PROVIDED DATA>
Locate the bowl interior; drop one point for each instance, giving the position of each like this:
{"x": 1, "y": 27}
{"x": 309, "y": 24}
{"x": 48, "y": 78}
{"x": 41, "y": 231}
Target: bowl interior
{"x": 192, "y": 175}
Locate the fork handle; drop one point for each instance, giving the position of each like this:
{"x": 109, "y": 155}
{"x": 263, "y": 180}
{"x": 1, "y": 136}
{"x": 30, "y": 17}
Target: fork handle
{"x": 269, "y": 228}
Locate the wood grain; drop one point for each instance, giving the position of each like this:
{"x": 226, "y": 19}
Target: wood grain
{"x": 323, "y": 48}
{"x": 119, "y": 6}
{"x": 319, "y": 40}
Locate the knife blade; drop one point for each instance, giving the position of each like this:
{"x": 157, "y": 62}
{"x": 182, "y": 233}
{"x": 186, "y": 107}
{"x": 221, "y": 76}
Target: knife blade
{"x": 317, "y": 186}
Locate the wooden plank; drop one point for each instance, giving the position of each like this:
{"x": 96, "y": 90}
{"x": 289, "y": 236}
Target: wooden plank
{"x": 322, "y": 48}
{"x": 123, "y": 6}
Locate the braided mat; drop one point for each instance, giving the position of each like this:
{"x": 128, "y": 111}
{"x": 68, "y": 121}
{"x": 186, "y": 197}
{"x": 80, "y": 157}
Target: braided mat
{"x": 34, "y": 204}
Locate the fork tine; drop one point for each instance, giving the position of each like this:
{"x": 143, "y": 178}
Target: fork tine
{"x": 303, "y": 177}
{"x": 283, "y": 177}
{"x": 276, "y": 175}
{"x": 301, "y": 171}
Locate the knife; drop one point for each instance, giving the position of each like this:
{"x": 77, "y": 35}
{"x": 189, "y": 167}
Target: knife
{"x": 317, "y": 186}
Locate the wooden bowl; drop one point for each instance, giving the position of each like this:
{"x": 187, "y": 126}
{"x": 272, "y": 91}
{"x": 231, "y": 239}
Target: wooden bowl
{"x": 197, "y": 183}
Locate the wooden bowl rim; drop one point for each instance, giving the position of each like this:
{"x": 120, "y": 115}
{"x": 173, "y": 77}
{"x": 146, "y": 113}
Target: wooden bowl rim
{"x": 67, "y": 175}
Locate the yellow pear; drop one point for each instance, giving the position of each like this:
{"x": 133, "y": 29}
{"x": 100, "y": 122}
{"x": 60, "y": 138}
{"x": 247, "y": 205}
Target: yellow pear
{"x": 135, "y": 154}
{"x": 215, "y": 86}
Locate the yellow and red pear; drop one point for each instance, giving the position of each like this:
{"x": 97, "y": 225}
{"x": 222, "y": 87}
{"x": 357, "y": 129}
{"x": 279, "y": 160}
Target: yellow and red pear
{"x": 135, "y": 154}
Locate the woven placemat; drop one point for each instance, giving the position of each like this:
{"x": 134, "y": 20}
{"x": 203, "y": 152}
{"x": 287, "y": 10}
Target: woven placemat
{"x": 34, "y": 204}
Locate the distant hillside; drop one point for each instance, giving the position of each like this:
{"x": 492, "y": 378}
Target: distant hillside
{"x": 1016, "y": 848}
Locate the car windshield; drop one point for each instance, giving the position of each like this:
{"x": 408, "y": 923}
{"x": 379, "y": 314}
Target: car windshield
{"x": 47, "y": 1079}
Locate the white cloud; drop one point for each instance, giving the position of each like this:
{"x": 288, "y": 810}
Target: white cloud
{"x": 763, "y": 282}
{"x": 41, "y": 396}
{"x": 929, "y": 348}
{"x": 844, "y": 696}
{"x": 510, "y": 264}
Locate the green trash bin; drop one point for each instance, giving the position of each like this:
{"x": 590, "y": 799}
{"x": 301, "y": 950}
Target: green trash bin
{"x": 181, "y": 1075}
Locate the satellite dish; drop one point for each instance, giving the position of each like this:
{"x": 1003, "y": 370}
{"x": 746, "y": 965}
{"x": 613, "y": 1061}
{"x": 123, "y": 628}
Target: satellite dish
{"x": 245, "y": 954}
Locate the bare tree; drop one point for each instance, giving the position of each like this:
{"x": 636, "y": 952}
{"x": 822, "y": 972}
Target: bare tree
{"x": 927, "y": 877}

GOAL OF THE EXERCISE>
Print out every entry, keeping each one exact.

EXERCISE OUTPUT>
Locate the bowl interior; drop one point for each instance, giving the position of each like this:
{"x": 1, "y": 27}
{"x": 309, "y": 24}
{"x": 48, "y": 78}
{"x": 41, "y": 231}
Target: bowl interior
{"x": 192, "y": 175}
Locate the fork handle; drop one point for each instance, giving the position of each like this:
{"x": 109, "y": 155}
{"x": 263, "y": 180}
{"x": 1, "y": 136}
{"x": 30, "y": 17}
Target: fork handle
{"x": 269, "y": 228}
Locate the wood grain; drop one point for each instance, giving the position of each like this:
{"x": 226, "y": 19}
Target: wood grain
{"x": 323, "y": 48}
{"x": 119, "y": 6}
{"x": 319, "y": 40}
Locate the knife blade; drop one point for each instance, giving the position of each like this:
{"x": 157, "y": 62}
{"x": 182, "y": 233}
{"x": 186, "y": 107}
{"x": 221, "y": 76}
Target: knife blade
{"x": 317, "y": 186}
Locate the wooden plank; drop one point for each instance, giving the position of each like this:
{"x": 96, "y": 90}
{"x": 289, "y": 236}
Target: wooden plank
{"x": 322, "y": 48}
{"x": 123, "y": 6}
Locate the braided mat; drop one point for each instance, giving the position of each like this:
{"x": 128, "y": 111}
{"x": 68, "y": 121}
{"x": 186, "y": 197}
{"x": 80, "y": 157}
Target: braided mat
{"x": 34, "y": 204}
Locate the fork tine; drop one point for each instance, giving the position of each like this:
{"x": 143, "y": 178}
Target: fork tine
{"x": 303, "y": 177}
{"x": 283, "y": 177}
{"x": 276, "y": 175}
{"x": 301, "y": 171}
Locate the knife; drop one point for each instance, giving the position of each like this:
{"x": 77, "y": 35}
{"x": 189, "y": 167}
Target: knife
{"x": 317, "y": 186}
Locate the wooden bowl; drop one point for each instance, giving the position of each like this:
{"x": 187, "y": 126}
{"x": 272, "y": 91}
{"x": 231, "y": 239}
Target: wooden bowl
{"x": 197, "y": 183}
Locate the wooden bowl rim; drop one point for each instance, giving the position of each like this:
{"x": 120, "y": 115}
{"x": 173, "y": 77}
{"x": 146, "y": 113}
Target: wooden bowl rim
{"x": 67, "y": 175}
Locate the yellow pear; drop one point for each instance, giving the position of each like this:
{"x": 133, "y": 29}
{"x": 100, "y": 122}
{"x": 60, "y": 138}
{"x": 247, "y": 205}
Target: yellow pear
{"x": 135, "y": 154}
{"x": 215, "y": 86}
Locate the yellow and red pear; drop one point for each instance, giving the position of each like this:
{"x": 97, "y": 225}
{"x": 222, "y": 87}
{"x": 357, "y": 129}
{"x": 279, "y": 160}
Target: yellow and red pear
{"x": 135, "y": 154}
Locate the woven placemat; drop one point for each instance, giving the position of each like this:
{"x": 134, "y": 20}
{"x": 203, "y": 152}
{"x": 287, "y": 10}
Target: woven placemat
{"x": 34, "y": 204}
Locate the distant hillside; drop one point for each instance, giving the position of each like this:
{"x": 492, "y": 378}
Target: distant hillside
{"x": 1016, "y": 848}
Locate the car windshield; drop one point for each instance, giving the position of each like this:
{"x": 408, "y": 923}
{"x": 379, "y": 314}
Target: car windshield
{"x": 47, "y": 1079}
Locate the white cloud; drop one point for each instance, giving the position of each like this:
{"x": 288, "y": 810}
Target: white cloud
{"x": 763, "y": 282}
{"x": 41, "y": 396}
{"x": 929, "y": 348}
{"x": 844, "y": 696}
{"x": 510, "y": 264}
Locate the green trash bin; drop one point for each instance, giving the position of each like this:
{"x": 590, "y": 799}
{"x": 301, "y": 950}
Target: green trash bin
{"x": 181, "y": 1075}
Locate the satellite dish; drop one point for each instance, giving the position of each like this:
{"x": 1003, "y": 370}
{"x": 746, "y": 965}
{"x": 613, "y": 1061}
{"x": 123, "y": 628}
Target: satellite dish
{"x": 245, "y": 954}
Locate the bare tree; drop one point for each instance, giving the position of each like this:
{"x": 636, "y": 952}
{"x": 822, "y": 972}
Target: bare tree
{"x": 927, "y": 877}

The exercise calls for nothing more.